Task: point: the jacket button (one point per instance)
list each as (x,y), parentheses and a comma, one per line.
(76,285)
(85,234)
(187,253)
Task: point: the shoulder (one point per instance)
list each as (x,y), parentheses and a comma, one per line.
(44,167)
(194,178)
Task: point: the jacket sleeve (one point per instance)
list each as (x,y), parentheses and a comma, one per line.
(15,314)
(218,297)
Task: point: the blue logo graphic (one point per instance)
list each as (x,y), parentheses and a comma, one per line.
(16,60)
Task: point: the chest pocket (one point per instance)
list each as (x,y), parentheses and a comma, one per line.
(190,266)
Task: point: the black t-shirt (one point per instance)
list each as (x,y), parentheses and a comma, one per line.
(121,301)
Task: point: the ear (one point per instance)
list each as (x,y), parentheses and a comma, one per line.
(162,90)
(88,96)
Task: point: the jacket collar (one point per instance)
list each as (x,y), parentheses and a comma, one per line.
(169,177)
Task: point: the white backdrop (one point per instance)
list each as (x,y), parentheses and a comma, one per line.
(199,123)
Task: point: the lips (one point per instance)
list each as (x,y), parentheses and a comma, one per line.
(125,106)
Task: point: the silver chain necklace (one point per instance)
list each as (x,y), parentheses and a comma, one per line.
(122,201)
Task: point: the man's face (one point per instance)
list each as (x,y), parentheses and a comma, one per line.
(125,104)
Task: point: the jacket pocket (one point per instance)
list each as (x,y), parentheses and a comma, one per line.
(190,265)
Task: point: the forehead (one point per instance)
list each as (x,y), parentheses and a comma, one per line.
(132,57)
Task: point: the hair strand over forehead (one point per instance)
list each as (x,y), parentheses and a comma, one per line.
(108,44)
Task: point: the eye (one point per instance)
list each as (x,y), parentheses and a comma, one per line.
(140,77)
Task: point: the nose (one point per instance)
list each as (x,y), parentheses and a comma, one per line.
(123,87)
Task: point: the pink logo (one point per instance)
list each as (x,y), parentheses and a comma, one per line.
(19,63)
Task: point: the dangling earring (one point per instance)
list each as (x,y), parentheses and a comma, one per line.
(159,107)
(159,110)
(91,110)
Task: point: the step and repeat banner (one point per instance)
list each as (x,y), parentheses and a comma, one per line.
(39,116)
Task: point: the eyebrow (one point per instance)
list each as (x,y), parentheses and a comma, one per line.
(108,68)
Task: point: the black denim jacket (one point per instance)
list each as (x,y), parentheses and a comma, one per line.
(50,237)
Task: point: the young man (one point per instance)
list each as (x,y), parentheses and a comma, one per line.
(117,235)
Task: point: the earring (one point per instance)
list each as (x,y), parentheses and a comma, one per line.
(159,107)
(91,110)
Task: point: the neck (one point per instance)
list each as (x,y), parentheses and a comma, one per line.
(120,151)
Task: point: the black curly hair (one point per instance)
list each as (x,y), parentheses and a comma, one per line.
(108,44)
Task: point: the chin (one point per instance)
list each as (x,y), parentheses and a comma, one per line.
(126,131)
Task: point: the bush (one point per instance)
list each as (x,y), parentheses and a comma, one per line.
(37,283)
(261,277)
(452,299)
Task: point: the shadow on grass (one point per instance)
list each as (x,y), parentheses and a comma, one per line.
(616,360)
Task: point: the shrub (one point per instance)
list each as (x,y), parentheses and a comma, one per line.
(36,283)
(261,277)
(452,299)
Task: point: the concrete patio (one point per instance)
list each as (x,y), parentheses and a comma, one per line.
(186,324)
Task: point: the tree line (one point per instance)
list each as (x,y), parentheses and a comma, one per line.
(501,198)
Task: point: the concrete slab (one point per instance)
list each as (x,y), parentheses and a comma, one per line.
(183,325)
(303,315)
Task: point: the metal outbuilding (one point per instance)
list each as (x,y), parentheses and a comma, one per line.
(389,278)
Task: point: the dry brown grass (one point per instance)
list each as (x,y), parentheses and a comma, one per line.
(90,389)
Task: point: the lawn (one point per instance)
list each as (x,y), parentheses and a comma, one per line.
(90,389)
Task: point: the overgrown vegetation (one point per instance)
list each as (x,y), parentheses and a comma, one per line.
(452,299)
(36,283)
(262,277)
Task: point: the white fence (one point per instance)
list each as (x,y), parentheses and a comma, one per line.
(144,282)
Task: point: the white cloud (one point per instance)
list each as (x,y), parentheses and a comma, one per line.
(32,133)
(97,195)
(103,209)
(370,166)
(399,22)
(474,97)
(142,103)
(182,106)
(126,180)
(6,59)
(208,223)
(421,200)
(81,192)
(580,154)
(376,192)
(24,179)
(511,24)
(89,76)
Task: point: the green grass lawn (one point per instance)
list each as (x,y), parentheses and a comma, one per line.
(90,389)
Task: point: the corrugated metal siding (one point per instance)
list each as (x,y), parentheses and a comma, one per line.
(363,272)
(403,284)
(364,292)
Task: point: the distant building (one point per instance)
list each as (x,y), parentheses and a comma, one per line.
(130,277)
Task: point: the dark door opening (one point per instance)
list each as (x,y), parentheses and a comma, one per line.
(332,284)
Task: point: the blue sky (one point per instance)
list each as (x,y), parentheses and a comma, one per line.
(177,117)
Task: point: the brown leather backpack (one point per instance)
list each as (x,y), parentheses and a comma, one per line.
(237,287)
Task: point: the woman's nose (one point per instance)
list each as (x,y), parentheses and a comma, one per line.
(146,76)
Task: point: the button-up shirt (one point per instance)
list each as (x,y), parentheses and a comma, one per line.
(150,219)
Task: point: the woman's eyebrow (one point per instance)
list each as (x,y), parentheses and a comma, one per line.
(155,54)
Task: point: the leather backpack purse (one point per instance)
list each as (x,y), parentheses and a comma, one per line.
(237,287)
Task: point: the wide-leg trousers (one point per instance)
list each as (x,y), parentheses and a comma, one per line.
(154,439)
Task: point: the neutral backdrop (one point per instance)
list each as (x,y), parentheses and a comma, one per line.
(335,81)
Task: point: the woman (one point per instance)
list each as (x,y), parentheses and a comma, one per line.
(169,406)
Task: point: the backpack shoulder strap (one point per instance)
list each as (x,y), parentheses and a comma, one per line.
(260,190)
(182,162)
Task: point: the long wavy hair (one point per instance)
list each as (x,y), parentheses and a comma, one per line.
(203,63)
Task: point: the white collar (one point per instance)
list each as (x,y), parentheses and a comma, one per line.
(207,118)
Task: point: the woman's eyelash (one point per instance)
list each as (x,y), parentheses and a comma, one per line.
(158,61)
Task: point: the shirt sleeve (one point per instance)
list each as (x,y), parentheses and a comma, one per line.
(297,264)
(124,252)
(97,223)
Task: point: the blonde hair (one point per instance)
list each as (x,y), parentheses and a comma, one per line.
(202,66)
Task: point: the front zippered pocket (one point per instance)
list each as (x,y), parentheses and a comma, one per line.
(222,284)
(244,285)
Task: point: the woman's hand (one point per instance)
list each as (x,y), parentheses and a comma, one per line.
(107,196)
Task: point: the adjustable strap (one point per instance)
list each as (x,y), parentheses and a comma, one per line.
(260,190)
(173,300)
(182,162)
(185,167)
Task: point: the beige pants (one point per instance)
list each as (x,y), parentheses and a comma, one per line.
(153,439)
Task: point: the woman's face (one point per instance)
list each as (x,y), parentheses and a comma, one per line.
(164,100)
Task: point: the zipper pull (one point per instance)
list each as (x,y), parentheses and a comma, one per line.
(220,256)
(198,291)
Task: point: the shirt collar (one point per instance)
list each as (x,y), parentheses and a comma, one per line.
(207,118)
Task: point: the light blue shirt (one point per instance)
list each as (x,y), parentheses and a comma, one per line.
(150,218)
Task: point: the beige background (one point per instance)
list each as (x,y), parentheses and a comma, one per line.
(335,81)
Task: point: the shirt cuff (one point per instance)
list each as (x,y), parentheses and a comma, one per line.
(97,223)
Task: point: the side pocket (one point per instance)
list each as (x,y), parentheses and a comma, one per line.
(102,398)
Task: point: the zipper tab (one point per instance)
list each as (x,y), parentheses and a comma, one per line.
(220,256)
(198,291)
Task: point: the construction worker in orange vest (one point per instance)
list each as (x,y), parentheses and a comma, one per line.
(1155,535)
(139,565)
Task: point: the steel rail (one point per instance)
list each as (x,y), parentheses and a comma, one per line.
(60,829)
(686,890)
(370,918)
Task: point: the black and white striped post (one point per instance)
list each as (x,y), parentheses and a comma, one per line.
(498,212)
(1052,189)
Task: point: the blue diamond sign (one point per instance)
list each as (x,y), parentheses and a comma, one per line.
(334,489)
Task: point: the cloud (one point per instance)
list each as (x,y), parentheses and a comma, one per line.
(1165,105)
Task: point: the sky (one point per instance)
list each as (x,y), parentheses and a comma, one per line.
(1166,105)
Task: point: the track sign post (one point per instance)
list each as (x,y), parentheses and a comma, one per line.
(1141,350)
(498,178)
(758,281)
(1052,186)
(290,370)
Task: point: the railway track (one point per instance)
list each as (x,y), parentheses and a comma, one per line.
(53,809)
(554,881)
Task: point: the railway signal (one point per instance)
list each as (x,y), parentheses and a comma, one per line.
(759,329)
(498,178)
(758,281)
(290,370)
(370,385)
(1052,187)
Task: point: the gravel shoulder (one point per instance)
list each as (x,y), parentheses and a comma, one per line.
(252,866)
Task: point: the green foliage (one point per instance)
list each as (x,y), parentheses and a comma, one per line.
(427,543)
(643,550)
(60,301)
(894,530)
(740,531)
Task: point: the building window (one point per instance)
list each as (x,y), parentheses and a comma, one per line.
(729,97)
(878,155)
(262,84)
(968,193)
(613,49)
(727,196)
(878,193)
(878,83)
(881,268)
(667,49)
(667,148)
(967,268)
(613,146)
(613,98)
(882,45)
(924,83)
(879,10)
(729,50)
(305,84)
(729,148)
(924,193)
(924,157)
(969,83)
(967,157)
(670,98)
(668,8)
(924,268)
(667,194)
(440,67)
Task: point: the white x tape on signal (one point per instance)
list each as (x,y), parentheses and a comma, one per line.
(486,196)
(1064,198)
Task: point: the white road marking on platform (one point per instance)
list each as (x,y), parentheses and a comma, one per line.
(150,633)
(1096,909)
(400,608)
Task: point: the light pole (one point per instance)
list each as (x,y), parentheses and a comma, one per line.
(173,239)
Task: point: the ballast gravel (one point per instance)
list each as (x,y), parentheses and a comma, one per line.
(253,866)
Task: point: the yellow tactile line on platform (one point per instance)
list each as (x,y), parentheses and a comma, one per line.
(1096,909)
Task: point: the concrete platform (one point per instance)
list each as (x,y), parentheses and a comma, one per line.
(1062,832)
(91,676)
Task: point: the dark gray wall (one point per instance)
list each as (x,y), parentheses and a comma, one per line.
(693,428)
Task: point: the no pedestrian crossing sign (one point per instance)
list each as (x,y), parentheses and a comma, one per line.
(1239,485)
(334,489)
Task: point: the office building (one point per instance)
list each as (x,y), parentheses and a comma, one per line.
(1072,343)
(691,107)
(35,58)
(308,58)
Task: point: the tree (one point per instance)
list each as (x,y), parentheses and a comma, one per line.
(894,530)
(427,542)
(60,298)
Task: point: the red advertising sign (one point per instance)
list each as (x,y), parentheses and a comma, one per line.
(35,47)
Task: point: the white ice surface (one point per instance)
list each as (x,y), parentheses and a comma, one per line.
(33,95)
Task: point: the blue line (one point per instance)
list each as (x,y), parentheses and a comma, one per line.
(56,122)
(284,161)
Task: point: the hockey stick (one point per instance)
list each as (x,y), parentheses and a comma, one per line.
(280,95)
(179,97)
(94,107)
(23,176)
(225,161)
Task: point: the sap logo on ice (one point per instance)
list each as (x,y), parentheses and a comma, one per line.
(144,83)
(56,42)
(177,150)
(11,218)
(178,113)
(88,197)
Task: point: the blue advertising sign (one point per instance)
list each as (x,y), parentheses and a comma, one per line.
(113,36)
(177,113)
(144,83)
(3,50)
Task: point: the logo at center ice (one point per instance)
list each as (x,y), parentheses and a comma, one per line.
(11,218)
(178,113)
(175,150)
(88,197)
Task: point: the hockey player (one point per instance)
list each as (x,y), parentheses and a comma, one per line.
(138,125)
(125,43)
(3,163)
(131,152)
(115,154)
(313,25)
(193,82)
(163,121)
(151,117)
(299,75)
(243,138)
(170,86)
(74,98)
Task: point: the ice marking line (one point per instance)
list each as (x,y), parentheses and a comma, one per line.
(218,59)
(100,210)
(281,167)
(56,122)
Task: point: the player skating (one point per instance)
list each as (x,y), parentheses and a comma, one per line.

----

Requirement:
Starting with the line with "Task: point: the logo" above and going on through the line with "Task: point: the hockey player", transcribe every line exactly, both ends included, and add nothing.

Response to this exercise:
Task: point: the logo at center ice (one point per instance)
list each as (x,y), parentheses and a comma, one per line.
(11,218)
(178,113)
(175,150)
(88,197)
Task: point: the hockey player (one point per instance)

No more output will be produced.